TEXT SHOWN:
## Start

In dealing with this question a young priest is to consider more than his flock. Priests on the foreign mission live community life, in hourly contact with each other. You cannot realise the agony a man inflicts on others by coarse or unpolished manners. The toil of a priest's day is severe, but the hardest day is mere summer pastime compared with the crushing thought of having to turn home to a boorish companion. This living martyrdom reaches its most acute stage when, in society, a man is forced to witness a brother priest expose the raw spots of his character to the vitriolic cynicism of the scoffer.

But the importance of this subject is by no means exclusive to the foreign mission. In Ireland, of late, a spirit of criticism has shown itself, often exacting even to fastidiousness; so far from time being likely to blunt it, everything points to the probability of its edge growing sharper with years. And the young Irish priest of the future who dares to trample on the canons of good taste need expect scant mercy.

## End

STATED TASK 1:
Translate this sentence from the passage on priestly manners into Spanish: "Priests on the foreign mission live community life, in hourly contact with each other."
STATED TASK 2:
Reproduce word for word the stretch of the passage on priestly manners from "But the importance" through "expect scant mercy.".
The material plays no part in this work.

DATA EXCERPTS:
## Start

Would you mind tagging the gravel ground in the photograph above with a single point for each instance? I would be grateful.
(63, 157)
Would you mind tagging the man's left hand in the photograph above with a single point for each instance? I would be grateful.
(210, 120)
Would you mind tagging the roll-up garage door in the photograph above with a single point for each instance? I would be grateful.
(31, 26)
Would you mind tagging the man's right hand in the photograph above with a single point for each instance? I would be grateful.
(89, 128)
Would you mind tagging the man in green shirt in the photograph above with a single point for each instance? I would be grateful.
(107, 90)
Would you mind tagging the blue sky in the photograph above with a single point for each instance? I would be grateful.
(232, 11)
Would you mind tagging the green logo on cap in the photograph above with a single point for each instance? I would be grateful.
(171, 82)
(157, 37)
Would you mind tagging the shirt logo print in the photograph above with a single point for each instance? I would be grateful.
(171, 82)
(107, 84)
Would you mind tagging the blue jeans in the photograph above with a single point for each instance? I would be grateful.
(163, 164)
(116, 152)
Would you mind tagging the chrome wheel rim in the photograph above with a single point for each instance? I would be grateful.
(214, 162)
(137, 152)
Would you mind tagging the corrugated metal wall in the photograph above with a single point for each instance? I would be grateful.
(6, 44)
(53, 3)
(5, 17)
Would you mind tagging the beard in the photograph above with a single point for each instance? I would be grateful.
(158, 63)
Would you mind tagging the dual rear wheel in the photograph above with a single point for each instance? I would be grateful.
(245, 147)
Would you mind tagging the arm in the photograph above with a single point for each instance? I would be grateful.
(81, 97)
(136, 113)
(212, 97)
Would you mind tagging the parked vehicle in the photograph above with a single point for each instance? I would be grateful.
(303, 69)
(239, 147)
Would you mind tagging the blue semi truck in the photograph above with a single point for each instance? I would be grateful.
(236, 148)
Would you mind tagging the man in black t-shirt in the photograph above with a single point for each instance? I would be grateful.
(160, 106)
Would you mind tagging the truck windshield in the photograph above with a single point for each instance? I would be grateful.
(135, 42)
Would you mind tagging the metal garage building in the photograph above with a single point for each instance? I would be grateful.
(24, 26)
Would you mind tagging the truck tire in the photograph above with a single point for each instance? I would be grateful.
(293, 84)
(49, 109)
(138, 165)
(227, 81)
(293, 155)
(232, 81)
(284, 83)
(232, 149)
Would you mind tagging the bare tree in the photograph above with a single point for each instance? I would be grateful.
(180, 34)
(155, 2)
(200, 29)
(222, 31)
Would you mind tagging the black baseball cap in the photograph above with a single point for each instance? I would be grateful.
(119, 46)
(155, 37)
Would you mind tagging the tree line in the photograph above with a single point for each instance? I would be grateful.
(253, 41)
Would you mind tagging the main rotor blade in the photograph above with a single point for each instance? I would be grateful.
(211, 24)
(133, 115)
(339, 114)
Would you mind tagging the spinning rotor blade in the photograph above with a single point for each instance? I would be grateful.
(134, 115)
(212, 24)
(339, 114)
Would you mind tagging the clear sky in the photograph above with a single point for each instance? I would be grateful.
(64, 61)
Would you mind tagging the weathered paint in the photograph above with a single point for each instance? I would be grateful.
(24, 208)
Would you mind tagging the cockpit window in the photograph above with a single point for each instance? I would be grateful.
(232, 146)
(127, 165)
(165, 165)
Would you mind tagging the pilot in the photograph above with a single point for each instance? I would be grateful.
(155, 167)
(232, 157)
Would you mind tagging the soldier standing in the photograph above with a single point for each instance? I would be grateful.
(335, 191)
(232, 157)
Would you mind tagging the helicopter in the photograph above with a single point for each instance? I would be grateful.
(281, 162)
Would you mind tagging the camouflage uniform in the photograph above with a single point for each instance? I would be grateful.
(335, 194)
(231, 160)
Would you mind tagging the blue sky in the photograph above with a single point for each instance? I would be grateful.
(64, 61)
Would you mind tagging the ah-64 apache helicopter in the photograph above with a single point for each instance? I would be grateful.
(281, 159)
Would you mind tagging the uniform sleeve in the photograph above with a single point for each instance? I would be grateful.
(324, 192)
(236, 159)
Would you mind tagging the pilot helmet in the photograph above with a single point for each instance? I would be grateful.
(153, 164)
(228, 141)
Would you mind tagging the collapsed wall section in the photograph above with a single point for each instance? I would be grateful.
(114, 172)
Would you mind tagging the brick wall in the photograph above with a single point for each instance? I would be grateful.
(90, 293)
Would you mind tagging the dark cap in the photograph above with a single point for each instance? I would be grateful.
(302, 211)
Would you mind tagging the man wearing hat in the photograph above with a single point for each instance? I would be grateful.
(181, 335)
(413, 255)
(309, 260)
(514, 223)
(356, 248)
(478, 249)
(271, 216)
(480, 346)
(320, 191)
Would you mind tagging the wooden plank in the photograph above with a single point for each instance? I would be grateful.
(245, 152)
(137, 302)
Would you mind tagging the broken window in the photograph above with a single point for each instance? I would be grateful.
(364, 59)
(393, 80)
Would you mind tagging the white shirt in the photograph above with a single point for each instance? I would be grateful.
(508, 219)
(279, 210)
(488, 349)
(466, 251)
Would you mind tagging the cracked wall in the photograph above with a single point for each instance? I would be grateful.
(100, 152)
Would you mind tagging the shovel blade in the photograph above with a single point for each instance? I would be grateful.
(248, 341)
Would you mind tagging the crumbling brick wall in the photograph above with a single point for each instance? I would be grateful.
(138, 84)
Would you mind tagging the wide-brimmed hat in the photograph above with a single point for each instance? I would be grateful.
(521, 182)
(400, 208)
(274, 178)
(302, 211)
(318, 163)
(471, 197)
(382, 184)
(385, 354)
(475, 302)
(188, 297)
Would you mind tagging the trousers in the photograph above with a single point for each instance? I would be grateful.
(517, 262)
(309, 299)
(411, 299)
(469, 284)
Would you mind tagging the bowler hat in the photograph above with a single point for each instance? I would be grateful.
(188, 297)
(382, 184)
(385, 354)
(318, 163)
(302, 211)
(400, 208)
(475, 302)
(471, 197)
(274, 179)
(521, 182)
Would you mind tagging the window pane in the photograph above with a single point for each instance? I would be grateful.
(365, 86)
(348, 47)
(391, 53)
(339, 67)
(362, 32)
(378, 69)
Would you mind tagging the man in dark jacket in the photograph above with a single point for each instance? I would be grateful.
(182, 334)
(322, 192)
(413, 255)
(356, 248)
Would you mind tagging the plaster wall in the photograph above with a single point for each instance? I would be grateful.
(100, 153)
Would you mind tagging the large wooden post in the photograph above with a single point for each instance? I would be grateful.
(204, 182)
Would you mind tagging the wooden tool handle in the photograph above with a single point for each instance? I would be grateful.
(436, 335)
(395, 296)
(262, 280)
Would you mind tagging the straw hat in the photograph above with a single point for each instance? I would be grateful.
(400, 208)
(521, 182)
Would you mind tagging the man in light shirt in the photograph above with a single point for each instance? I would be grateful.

## End

WRITTEN ANSWER 1:
Los sacerdotes de la misión extranjera llevan vida de comunidad, en contacto hora tras hora unos con otros.

WRITTEN ANSWER 2:
But the importance of this subject is by no means exclusive to the foreign mission. In Ireland, of late, a spirit of criticism has shown itself, often exacting even to fastidiousness; so far from time being likely to blunt it, everything points to the probability of its edge growing sharper with years. And the young Irish priest of the future who dares to trample on the canons of good taste need expect scant mercy.